### Text
◆ ◆ ◆ ◆ ◆ ◆ ◆

What do women want from their Cannabis products?
In many respects, cannabis use among women is no different than cannabis use among men. However, the close alignment between use in both genders is a recent development. In the US, 2012 had only 9% of women reporting cannabis use. That percentage leaped to 43% last year after widespread legalisation. Much of the difference in use between both genders has been eroded with the gradual roll back of the social stigma that shrouds the use of the drug.
However, when it comes to the choice between strands and dominant compounds, there’s still a stark difference in cannabis consumption between both genders. Surveys show that women are much more inclined to CBD-based cannabis products, preferring to enjoy the medical benefits of the plant without the hallmark high induced by its THC content. To further complicate things, cannabis interacts with the female brain in a different manner than it does with the male brain. Theories have linked the preference for CBD products among women to coping strategies for stress, pain management, and alleviation of various symptoms. Nonetheless, although the main causal factor behind this preference for CBD-dominant cannabis products among women still largely remains a mystery, the fact of the preference itself is well established.
How is that different to what men want from their cannabis products?

◆ ◆ ◆ ◆ ◆ ◆ ◆

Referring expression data

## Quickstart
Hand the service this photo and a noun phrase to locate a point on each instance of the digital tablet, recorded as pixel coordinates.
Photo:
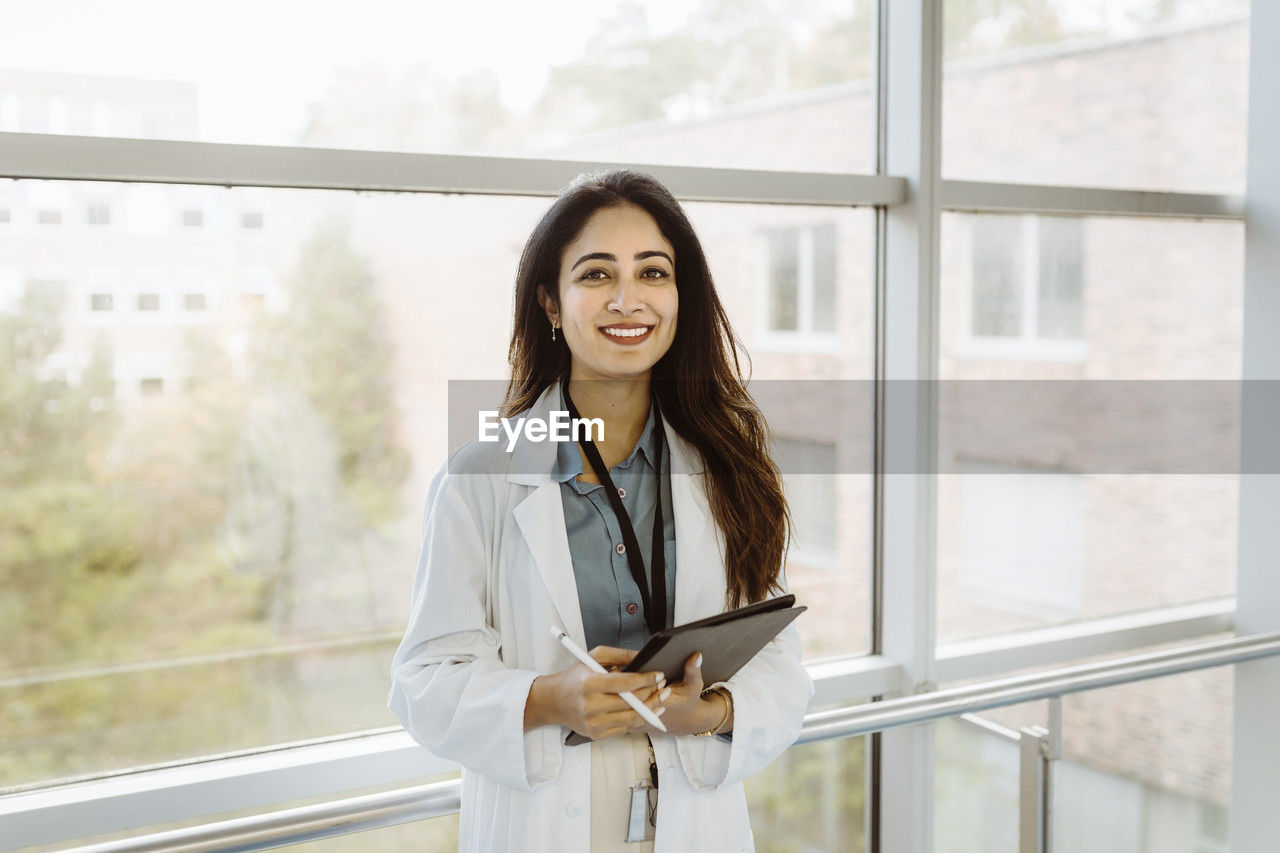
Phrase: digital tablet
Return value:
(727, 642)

◆ ◆ ◆ ◆ ◆ ◆ ◆

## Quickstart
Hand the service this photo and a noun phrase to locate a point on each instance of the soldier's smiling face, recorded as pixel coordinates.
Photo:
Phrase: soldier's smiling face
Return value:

◆ ◆ ◆ ◆ ◆ ◆ ◆

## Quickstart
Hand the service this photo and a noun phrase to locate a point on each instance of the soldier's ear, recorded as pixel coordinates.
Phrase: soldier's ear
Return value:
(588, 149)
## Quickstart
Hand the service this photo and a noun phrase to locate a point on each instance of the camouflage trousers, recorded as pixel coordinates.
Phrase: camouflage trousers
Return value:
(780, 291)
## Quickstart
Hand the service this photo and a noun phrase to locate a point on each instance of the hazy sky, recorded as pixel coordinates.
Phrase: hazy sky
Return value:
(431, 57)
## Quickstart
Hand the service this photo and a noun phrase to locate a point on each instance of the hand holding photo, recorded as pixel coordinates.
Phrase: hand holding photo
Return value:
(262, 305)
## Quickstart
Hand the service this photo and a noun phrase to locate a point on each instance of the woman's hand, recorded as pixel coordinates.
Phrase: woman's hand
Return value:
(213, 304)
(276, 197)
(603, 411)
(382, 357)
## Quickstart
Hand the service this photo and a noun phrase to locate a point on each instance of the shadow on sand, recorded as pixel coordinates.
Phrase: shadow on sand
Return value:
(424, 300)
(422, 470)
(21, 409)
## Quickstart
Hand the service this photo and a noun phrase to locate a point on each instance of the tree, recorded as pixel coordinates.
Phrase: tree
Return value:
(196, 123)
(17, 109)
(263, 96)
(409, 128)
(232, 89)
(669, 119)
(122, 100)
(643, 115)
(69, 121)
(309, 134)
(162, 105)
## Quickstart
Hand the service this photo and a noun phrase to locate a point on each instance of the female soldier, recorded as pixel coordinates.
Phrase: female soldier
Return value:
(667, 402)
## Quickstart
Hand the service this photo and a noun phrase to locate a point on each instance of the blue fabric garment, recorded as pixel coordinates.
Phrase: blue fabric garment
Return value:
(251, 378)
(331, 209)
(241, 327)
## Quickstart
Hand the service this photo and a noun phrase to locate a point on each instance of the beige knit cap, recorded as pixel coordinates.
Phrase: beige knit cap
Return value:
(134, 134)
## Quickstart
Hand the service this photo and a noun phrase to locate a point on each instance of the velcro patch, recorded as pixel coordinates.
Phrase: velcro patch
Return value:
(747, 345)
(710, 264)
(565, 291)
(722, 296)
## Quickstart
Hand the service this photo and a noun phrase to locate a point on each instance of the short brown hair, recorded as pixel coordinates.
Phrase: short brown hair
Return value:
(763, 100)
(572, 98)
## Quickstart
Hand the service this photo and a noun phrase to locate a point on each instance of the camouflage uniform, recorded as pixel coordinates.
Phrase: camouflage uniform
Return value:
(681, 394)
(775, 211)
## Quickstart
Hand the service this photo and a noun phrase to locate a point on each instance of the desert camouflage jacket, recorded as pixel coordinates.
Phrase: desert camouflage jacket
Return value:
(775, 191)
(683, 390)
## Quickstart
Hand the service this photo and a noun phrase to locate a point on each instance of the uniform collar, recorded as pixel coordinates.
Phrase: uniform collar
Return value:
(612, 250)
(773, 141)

◆ ◆ ◆ ◆ ◆ ◆ ◆

### What you should do
Using the text on women and cannabis, explain in one to three sentences what has worn away much of the difference in cannabis use between women and men.

### Answer area
The text says much of the difference has been eroded by the gradual roll back of the social stigma that shrouds the use of the drug.